Only one span of the listing below should come back. It runs from the line with "Mark the toddler with one point per instance." through the line with "# test: pin the white fire", and each of its lines must be reproduced exactly.

Records for the task Block Start

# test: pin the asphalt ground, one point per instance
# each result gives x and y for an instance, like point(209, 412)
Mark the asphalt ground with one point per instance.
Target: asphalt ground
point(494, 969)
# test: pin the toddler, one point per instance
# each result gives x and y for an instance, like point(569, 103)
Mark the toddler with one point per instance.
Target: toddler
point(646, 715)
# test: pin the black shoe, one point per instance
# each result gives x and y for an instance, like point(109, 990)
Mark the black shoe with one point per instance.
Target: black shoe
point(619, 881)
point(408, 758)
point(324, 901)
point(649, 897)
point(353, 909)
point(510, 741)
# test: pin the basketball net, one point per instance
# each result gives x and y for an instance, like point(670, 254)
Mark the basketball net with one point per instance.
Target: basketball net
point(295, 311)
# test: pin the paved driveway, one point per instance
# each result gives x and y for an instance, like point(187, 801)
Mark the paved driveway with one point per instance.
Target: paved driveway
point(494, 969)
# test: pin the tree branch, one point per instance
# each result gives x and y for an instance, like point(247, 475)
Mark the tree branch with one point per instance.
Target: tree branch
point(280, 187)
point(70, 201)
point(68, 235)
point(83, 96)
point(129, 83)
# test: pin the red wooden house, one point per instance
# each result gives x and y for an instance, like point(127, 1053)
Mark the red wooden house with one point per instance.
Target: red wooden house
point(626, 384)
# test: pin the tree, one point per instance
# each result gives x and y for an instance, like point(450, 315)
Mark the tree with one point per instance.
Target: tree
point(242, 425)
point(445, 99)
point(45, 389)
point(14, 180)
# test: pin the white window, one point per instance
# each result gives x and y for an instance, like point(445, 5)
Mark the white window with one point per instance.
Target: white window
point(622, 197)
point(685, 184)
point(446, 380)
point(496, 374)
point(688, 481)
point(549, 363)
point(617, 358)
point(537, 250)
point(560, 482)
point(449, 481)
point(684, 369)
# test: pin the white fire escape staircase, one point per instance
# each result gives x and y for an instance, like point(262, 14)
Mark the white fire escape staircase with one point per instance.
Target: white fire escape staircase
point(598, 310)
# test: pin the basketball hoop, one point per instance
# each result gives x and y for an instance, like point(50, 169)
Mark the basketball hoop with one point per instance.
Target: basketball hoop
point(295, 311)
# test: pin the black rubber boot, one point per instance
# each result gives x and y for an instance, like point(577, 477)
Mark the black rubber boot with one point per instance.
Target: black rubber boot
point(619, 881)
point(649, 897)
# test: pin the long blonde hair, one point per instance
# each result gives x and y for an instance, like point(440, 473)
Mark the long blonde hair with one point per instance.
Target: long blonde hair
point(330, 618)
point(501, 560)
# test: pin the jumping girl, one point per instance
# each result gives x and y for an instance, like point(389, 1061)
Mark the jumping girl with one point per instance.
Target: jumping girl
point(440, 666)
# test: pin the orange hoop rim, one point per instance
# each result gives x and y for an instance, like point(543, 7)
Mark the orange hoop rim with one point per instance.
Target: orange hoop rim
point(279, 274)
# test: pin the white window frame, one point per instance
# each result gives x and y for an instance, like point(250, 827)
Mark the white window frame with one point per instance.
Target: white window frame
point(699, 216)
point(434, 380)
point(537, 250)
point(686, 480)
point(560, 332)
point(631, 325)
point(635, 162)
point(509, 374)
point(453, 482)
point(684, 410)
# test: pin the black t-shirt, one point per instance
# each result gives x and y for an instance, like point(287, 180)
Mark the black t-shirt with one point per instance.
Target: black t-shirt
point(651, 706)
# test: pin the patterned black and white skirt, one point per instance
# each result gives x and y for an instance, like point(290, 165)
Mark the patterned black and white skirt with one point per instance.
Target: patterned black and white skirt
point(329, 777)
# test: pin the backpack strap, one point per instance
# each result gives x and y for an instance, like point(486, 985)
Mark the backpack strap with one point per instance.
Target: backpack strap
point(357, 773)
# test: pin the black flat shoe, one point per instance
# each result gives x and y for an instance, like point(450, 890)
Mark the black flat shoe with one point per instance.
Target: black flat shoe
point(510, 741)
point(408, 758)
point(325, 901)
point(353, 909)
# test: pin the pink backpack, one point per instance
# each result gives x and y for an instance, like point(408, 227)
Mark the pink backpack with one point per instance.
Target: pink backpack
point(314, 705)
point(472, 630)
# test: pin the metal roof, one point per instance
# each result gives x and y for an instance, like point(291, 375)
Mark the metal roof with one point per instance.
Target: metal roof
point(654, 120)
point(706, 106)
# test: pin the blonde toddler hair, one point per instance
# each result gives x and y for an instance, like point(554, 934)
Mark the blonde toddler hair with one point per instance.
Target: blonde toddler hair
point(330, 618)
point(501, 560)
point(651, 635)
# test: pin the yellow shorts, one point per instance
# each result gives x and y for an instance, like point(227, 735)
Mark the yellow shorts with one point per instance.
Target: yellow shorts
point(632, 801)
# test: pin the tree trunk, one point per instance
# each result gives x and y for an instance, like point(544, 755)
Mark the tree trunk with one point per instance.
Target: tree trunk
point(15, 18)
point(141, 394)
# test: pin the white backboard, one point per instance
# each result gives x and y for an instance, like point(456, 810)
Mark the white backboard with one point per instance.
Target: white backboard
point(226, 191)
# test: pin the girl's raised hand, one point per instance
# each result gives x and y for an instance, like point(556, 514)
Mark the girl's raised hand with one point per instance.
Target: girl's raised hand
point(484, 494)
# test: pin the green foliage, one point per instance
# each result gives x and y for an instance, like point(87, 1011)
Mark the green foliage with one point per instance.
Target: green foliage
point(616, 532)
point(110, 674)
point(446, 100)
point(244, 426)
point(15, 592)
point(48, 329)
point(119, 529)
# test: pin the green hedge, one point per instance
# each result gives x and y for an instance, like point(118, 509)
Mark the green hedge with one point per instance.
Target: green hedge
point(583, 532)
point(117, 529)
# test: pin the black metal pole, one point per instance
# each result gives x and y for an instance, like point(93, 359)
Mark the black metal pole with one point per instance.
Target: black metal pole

Records for the task Block End

> [Exercise response]
Mark the toddler with one point per instance.
Target: toddler
point(646, 715)
# test: pin the black shoe, one point per instance
# each result gives x and y for an instance, like point(109, 990)
Mark the black shoe with one point per instance.
Target: black shoe
point(619, 881)
point(408, 758)
point(324, 901)
point(649, 897)
point(353, 909)
point(510, 741)
# test: pin the basketball net, one point per instance
# each result gives x and y for an instance, like point(670, 254)
Mark the basketball net with one point per instance.
Target: basketball net
point(295, 311)
# test: pin the paved driveway, one point per instance
# each result gives x and y for an instance, like point(187, 801)
Mark the paved driveway with one point per instance.
Target: paved driveway
point(494, 969)
# test: pin the tree branch, one point per instance
# each result gives x and y for an instance, like point(247, 475)
Mark the tree branch with one point per instance.
Target: tree branch
point(280, 187)
point(70, 201)
point(68, 235)
point(83, 96)
point(129, 83)
# test: pin the red wooden house, one point per instance
# each result gives x and y for an instance, like point(127, 1053)
Mark the red wooden house with one point per instance.
Target: red wooden house
point(626, 384)
# test: pin the tree, one point per instance
# each result gives x and y for an instance, like point(450, 315)
Mark the tree with one point per instance.
Target: tree
point(242, 425)
point(445, 99)
point(45, 389)
point(14, 180)
# test: pin the white window, one point per instance
# each result gives x and y for an instance, like point(445, 5)
Mark the white window with one point per instance.
Target: white window
point(622, 197)
point(685, 184)
point(446, 380)
point(496, 374)
point(688, 481)
point(549, 363)
point(617, 358)
point(537, 250)
point(560, 482)
point(449, 481)
point(684, 369)
# test: pin the white fire escape staircase, one point per instance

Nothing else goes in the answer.